* _TASK PROMPT_
Transfer every line of the records from the line containing "The component shall indicate each instance of the sunlit" through the end of the records, keeping all the wording, and add 81 to each coordinate value.

* _PROVIDED MATERIAL_

▼

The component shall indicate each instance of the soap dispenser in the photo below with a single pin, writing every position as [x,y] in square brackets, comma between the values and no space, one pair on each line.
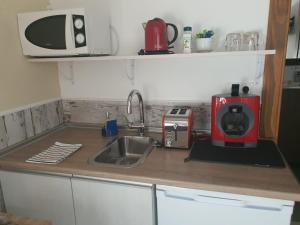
[110,128]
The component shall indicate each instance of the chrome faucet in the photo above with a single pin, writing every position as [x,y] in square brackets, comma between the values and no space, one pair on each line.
[141,125]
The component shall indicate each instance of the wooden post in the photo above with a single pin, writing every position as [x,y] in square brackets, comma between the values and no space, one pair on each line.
[277,39]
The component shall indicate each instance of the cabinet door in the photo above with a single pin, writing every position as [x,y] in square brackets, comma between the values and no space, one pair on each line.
[38,196]
[110,203]
[181,206]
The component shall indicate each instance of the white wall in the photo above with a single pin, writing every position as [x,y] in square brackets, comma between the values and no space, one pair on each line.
[171,79]
[22,83]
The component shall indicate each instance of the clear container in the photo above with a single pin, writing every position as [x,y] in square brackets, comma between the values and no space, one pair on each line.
[187,40]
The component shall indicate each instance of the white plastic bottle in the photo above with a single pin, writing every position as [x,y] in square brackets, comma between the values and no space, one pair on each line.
[187,40]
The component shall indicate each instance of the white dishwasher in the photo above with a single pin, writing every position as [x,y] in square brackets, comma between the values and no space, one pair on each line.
[181,206]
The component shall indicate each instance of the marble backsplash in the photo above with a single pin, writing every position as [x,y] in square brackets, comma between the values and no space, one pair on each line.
[94,111]
[21,125]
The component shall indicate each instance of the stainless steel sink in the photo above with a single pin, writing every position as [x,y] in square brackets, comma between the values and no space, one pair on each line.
[125,151]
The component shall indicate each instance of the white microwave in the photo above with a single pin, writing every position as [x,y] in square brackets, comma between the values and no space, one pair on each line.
[67,32]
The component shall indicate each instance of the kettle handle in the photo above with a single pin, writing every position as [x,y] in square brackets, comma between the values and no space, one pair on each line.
[175,33]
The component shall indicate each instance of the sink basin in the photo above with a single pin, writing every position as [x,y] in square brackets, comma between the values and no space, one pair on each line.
[125,151]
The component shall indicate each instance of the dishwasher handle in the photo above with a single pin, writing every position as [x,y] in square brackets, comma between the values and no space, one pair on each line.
[219,200]
[206,199]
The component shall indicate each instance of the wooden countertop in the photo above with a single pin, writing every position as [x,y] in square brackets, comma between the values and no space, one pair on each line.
[162,166]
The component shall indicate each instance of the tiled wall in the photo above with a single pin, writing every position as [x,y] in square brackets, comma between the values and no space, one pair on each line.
[93,111]
[19,126]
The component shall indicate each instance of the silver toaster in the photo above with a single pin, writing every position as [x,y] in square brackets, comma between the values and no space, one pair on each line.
[177,128]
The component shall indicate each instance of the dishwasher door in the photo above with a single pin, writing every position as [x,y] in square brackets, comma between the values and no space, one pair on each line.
[180,206]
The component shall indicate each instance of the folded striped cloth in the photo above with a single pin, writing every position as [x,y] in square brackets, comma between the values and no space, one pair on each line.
[55,153]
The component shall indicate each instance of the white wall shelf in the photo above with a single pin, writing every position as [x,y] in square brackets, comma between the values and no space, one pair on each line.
[145,57]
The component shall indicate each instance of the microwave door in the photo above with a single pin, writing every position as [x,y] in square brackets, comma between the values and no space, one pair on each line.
[48,32]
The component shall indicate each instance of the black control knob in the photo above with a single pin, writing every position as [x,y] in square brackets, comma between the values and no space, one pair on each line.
[246,90]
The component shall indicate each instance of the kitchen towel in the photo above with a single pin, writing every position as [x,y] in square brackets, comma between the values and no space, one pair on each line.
[55,153]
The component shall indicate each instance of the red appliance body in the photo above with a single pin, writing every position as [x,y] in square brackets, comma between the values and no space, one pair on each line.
[235,120]
[156,36]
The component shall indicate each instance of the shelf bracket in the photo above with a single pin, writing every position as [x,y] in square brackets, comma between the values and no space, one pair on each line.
[130,70]
[68,72]
[260,64]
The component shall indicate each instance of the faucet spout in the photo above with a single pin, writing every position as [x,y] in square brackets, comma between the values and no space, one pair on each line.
[141,125]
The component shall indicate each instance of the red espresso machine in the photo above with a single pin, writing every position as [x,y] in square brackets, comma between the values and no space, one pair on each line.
[235,119]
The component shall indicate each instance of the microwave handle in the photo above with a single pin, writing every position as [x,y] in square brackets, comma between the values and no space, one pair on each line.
[69,29]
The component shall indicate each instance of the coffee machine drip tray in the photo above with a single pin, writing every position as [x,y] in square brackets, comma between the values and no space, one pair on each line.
[266,154]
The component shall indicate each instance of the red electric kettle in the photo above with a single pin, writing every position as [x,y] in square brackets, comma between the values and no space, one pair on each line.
[156,37]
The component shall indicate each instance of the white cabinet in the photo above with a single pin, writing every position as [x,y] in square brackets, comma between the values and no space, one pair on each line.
[180,206]
[38,196]
[111,203]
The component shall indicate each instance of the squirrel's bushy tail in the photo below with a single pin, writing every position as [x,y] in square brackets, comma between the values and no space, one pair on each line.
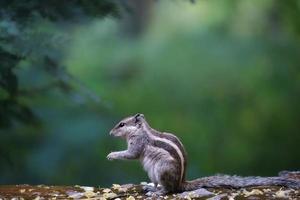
[238,182]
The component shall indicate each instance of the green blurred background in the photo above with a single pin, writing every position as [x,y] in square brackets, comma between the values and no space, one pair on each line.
[224,76]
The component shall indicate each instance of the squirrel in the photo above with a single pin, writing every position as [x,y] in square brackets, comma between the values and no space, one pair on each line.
[164,159]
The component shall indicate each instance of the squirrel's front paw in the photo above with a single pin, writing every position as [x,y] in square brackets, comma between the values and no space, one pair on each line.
[111,156]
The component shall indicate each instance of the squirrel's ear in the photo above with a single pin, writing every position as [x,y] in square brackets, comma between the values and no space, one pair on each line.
[138,117]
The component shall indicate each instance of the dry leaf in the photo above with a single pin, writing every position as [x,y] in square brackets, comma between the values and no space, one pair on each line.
[89,194]
[116,186]
[110,195]
[130,198]
[282,194]
[252,192]
[106,190]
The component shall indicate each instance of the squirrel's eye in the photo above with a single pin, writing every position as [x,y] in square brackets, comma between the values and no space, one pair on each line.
[122,124]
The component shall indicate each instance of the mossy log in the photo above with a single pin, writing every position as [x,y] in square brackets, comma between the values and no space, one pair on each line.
[131,192]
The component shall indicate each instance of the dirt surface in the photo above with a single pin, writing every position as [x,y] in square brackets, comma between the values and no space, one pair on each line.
[130,192]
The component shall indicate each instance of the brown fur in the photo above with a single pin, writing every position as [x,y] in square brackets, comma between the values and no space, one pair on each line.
[164,159]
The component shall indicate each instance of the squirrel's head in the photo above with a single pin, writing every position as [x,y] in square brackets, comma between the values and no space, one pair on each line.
[129,125]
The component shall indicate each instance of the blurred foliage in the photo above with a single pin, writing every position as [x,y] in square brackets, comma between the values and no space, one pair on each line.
[223,76]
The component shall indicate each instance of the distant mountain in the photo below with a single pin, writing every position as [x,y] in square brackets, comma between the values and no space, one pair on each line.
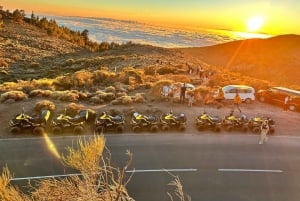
[276,59]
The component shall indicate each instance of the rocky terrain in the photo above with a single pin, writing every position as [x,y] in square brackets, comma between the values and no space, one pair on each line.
[28,53]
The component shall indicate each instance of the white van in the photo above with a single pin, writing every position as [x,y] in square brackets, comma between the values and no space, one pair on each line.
[246,93]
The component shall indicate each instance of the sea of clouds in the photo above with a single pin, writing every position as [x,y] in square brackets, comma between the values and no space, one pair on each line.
[123,31]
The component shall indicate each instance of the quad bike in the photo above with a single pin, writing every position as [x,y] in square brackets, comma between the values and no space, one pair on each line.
[232,122]
[106,122]
[22,122]
[76,124]
[255,124]
[205,121]
[140,122]
[171,120]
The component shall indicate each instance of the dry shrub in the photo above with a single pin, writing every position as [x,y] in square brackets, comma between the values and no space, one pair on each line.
[13,95]
[96,100]
[116,102]
[69,96]
[128,74]
[40,93]
[156,88]
[105,96]
[44,104]
[123,100]
[150,70]
[72,109]
[62,83]
[99,181]
[110,89]
[9,192]
[44,83]
[126,100]
[104,76]
[82,78]
[139,98]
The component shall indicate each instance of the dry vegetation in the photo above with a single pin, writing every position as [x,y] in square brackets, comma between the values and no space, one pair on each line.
[99,180]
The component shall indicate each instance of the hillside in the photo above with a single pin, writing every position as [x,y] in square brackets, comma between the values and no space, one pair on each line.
[276,59]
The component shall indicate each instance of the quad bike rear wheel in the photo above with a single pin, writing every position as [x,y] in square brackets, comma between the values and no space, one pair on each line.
[165,128]
[182,128]
[15,130]
[78,130]
[256,130]
[57,130]
[154,128]
[136,129]
[217,129]
[100,130]
[38,130]
[119,129]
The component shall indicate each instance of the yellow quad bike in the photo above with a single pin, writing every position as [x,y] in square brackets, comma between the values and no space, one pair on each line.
[36,124]
[105,122]
[141,122]
[205,121]
[170,120]
[254,124]
[76,124]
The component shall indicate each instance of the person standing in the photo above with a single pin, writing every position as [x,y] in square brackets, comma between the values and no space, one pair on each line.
[286,102]
[237,101]
[182,93]
[191,99]
[264,130]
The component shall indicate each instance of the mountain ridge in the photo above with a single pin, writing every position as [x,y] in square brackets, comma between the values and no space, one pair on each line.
[276,58]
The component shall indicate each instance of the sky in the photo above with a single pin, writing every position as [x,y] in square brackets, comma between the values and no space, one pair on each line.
[264,16]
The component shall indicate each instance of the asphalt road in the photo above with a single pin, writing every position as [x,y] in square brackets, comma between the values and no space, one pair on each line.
[210,166]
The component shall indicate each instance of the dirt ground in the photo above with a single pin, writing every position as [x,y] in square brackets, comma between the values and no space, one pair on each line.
[287,122]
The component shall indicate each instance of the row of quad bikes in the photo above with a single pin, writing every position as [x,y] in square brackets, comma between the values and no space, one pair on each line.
[105,122]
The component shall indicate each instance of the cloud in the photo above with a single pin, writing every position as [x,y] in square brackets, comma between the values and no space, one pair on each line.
[122,31]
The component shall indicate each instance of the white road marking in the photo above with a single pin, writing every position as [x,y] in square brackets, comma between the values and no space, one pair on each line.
[249,170]
[128,171]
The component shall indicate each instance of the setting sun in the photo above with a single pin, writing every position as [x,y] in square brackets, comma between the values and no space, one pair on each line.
[255,23]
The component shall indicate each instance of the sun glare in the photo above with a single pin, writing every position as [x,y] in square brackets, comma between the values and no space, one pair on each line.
[255,23]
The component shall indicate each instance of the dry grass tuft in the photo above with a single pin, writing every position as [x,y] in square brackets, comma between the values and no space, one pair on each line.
[45,104]
[7,191]
[40,93]
[13,95]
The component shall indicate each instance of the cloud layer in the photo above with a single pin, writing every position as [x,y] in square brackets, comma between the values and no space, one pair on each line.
[122,31]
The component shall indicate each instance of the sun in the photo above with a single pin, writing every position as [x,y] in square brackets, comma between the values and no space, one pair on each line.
[255,23]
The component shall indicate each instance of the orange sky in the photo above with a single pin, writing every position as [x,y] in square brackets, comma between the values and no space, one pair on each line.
[278,17]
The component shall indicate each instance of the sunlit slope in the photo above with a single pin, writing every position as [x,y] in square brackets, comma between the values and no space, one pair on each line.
[276,59]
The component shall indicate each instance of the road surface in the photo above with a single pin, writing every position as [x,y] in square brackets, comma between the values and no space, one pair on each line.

▲

* _RESULT OF THIS EXERCISE_
The component shall indicate each instance of the sunlit slope in the photo above with a single pin, writing every position as [x,y] in square brackets, comma between the values and no space, one pair on each line.
[357,140]
The component shall indicate each instance of the road surface in the photo above with a single pin, writing every position as [x,y] in square brackets, comma between the values and no space, one pair on each line.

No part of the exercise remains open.